Resulullah (asm) şöyle buyurdu: “Kim Müslüman kardeşini işlediği bir suçtan dolayı ayıplarsa kendisi de o suçu işlemeden ölmez.” (Tirmizi) Hocam bazen nefsimize hakim olamayıp birini gunahindan dolayı kinadigimizda ya kendimiz yada sevdiğimiz biri aynı hataya düşünce bu hadisi şerif o zaman dank ediyor kafamıza peki biz pişman olup tevbe eder ve dua edersek bu başımıza gelen musibetten kurtulabilirmiyiz. Örnek vermek gerekirse onceden açıkları kınayan birinin büyüdüğünde kızını tesetture sokamamasi gibi. Hocam eğer kinamissak ve başımıza gelmişse bunun bi çaresi yok mudur artık tevbe ve dua ile başa gelen musibeti geri cevirebilirmiyiz
Soru: Melisa tarafından yazıldı. Kategori: Soru - Cevap
*******
Selamün aleyküm.

Veri Kayıtları.
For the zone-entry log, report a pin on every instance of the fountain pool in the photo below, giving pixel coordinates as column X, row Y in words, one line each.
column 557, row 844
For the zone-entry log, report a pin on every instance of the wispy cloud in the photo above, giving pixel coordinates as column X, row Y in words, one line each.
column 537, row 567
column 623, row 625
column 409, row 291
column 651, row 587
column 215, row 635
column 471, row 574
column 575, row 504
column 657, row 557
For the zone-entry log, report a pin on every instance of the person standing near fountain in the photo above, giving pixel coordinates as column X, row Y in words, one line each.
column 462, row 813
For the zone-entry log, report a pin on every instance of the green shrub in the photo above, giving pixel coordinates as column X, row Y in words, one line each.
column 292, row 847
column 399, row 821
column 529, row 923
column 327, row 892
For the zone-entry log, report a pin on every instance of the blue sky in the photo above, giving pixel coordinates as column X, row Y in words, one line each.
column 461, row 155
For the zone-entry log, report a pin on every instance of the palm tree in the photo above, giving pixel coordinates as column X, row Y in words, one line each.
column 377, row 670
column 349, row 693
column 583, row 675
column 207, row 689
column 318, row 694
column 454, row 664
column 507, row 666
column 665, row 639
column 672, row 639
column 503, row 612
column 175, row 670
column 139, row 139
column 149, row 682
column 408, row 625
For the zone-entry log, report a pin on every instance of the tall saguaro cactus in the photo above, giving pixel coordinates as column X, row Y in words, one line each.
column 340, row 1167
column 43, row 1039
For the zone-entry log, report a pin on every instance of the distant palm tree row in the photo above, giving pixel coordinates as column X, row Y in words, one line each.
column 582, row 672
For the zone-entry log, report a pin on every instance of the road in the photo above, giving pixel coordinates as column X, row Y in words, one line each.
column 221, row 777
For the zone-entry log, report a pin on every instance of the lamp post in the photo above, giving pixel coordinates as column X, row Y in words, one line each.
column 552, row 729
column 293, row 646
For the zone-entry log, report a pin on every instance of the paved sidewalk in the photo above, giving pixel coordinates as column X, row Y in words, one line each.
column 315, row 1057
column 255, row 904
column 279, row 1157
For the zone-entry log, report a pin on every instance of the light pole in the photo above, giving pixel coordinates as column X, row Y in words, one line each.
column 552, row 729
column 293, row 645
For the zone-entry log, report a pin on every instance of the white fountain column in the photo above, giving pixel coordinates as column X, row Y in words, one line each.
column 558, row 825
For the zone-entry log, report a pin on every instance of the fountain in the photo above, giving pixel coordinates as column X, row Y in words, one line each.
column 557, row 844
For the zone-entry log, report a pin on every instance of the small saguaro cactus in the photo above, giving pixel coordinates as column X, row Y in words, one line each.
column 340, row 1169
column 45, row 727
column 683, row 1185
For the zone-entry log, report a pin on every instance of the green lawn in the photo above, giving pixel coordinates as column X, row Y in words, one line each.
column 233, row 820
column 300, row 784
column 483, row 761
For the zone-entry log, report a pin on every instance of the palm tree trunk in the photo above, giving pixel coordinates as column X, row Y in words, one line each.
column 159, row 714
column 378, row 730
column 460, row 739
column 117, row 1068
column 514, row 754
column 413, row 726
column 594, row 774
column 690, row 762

Görev Koşulları. Lütfen verilen alıntıda “Resulullah (asm) şöyle buyurdu” diye başlayan paragrafı, ana bilgilerini koruyarak madde madde yeniden yazın. Kayıtlar, alıntıdan ayrı bir malzemedir.

Alıştırma Çözümü.
- Tirmizi'deki hadise göre Müslüman kardeşini işlediği bir suçtan dolayı ayıplayan kişi, o suçu kendisi de işlemeden ölmez.
- Soran kişiye göre nefse hâkim olunamayıp biri günahından dolayı kınandığında, kendisi ya da sevdiği biri aynı hataya düşünce bu hadis akla geliyor.
- Örnek olarak, önceden açıkları kınayan birinin büyüdüğünde kızını tesettüre sokamaması veriliyor.
- Soru: Kınamışsak ve bu başımıza gelmişse pişman olup tövbe ve dua ederek bu musibetten kurtulabilir miyiz, bunun bir çaresi var mıdır?